======== Passage shown ========

By Ambrose O’Callaghan, Harvest ETFs
(Sponsor Blog)
The year 2024 started in a similar fashion as 2023. The mega-cap-concentrated technology sector fuelled positive upward momentum.
Economic data slowed in the first quarter of 2024. Meanwhile, relatively defensive areas benefited through the spring months and again through the end of the summer season as recession concerns resurfaced ahead of the first interest rate cut in August.
How a “soft landing” has impacted the market
Equities and bonds continued to be very sensitive to the day-over-day economic data points. In another period these data points might have less impact on the behaviour of individual stocks and bonds. The chart below illustrates the dramatic shift in earnings growth expectations from 2022 through to the first quarter of 2026. Market and investor sentiment has improved as the US Federal Reserve has seemingly been able to orchestrate a “soft landing.”
Source: Bloomberg, January 10, 2025.

========

§ Problems to solve:
1: Translate this sentence from the market commentary into Spanish: "Economic data slowed in the first quarter of 2024."
2: Repeat the part of the market commentary between "By Ambrose O’Callaghan, Harvest" and "cut in August.", inclusive.

======== Records shown ========

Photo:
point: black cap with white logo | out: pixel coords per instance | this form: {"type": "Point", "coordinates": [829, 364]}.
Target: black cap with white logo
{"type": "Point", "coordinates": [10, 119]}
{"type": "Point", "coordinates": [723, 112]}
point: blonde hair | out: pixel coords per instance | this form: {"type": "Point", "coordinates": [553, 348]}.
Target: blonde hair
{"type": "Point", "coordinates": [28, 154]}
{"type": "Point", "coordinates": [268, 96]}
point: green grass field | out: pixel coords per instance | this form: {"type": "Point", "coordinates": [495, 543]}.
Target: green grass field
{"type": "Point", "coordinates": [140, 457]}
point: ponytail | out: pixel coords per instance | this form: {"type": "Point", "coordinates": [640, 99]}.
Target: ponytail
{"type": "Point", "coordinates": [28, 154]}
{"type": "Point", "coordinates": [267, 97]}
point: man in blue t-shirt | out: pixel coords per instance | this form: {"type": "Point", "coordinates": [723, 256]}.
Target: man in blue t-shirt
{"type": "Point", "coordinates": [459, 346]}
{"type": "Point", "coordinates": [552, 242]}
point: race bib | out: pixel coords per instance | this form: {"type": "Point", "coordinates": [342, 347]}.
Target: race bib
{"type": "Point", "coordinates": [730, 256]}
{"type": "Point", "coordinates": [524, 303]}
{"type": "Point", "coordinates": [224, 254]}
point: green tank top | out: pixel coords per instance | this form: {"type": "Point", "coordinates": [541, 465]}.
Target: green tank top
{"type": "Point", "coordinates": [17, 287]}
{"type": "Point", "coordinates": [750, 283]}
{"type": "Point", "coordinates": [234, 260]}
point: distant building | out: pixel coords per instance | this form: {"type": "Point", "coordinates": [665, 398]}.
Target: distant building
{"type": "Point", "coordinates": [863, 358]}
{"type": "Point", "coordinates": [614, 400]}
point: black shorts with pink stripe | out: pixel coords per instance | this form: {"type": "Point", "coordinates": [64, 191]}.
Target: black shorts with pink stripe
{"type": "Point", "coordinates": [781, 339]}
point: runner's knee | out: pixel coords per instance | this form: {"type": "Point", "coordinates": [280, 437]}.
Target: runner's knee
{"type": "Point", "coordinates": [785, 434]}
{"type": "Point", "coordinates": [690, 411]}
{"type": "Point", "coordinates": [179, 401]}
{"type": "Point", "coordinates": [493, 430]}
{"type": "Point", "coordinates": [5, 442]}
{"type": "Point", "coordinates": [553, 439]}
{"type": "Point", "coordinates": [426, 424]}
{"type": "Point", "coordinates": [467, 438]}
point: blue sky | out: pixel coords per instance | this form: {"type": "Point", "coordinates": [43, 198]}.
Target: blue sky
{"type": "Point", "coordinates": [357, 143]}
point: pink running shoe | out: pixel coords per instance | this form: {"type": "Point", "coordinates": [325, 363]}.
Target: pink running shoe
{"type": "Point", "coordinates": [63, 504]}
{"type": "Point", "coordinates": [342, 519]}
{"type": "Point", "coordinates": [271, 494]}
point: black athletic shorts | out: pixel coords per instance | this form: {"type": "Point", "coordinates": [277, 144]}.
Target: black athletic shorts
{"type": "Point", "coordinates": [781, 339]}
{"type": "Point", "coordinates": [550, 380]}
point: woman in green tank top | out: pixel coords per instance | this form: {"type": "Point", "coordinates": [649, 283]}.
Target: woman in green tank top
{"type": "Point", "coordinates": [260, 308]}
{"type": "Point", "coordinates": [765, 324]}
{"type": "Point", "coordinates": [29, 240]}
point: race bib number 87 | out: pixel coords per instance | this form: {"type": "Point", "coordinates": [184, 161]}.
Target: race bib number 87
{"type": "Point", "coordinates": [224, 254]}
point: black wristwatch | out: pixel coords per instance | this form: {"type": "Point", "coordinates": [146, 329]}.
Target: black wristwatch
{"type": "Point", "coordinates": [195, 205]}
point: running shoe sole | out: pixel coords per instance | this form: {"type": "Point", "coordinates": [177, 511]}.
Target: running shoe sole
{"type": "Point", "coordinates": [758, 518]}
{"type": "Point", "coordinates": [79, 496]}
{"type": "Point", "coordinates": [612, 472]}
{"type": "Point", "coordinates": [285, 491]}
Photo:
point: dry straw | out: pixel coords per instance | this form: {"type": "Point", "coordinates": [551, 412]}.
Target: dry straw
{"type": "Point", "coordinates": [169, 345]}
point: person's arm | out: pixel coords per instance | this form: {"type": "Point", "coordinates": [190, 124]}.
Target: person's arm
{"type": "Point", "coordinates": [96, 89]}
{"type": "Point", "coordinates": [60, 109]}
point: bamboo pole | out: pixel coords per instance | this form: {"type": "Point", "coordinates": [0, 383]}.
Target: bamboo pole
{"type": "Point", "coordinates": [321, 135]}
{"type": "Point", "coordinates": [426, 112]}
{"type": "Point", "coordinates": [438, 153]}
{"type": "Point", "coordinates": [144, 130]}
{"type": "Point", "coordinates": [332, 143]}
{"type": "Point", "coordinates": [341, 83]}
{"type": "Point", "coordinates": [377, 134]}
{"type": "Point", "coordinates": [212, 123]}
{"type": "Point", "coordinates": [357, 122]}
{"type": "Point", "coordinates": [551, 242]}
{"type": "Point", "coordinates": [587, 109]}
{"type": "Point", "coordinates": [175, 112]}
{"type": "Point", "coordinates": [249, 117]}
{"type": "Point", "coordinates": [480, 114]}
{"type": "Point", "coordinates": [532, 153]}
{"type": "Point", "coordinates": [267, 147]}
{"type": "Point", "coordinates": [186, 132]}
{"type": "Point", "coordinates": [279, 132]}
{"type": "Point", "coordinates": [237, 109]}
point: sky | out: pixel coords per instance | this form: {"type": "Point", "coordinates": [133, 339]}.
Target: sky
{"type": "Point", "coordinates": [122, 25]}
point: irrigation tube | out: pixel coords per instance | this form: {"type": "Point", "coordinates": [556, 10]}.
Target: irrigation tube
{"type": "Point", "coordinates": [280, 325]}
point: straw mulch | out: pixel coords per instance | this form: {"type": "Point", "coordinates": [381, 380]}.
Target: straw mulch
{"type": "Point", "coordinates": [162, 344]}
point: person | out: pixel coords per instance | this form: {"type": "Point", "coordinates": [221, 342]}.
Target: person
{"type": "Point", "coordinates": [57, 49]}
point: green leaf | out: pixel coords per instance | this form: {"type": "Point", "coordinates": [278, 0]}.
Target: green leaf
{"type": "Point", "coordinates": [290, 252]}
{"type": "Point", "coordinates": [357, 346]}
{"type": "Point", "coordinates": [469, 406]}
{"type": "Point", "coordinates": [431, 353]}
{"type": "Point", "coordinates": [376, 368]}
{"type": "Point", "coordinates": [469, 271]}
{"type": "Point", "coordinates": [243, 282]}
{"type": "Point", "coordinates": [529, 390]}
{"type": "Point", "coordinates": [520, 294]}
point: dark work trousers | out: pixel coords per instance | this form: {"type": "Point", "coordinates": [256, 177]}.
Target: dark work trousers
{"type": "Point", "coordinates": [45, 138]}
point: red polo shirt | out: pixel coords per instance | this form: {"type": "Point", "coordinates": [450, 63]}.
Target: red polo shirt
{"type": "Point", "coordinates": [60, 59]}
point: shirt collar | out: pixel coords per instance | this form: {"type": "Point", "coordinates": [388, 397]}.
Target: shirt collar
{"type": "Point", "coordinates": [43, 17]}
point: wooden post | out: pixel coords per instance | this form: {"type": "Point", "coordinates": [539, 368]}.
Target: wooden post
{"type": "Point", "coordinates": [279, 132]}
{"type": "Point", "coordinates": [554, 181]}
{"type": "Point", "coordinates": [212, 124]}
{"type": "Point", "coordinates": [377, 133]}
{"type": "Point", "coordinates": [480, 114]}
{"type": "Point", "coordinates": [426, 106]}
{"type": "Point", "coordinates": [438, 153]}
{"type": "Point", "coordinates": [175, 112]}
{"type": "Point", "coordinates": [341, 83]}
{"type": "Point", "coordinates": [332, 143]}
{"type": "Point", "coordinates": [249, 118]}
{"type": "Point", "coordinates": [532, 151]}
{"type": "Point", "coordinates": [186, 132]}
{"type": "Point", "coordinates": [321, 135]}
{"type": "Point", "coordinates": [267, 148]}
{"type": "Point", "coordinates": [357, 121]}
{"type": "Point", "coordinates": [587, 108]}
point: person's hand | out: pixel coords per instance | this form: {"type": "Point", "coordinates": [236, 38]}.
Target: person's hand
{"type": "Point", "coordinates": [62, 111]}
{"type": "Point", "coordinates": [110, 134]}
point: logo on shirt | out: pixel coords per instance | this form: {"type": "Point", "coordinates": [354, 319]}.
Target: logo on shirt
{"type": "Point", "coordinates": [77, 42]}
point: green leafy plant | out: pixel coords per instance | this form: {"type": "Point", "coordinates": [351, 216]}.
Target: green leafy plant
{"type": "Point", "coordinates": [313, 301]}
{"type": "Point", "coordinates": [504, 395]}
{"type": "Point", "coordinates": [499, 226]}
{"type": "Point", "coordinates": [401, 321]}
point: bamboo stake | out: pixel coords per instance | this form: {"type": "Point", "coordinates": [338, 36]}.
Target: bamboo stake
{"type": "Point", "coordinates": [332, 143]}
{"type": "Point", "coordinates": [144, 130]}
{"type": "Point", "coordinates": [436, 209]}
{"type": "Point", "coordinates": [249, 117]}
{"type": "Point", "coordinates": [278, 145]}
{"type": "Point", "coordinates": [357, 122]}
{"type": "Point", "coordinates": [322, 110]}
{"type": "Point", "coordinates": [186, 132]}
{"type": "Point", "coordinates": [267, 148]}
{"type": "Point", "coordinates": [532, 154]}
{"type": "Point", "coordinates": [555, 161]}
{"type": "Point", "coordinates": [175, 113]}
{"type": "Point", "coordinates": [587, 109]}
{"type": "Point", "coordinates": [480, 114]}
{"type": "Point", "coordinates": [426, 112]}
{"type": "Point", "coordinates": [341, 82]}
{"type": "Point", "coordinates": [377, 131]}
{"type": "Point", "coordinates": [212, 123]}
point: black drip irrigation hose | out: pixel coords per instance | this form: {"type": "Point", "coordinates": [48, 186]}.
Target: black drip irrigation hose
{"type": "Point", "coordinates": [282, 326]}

========

§ Exercise solutions:
1: Los datos económicos se desaceleraron en el primer trimestre de 2024.

2:
By Ambrose O’Callaghan, Harvest ETFs
(Sponsor Blog)
The year 2024 started in a similar fashion as 2023. The mega-cap-concentrated technology sector fuelled positive upward momentum.
Economic data slowed in the first quarter of 2024. Meanwhile, relatively defensive areas benefited through the spring months and again through the end of the summer season as recession concerns resurfaced ahead of the first interest rate cut in August.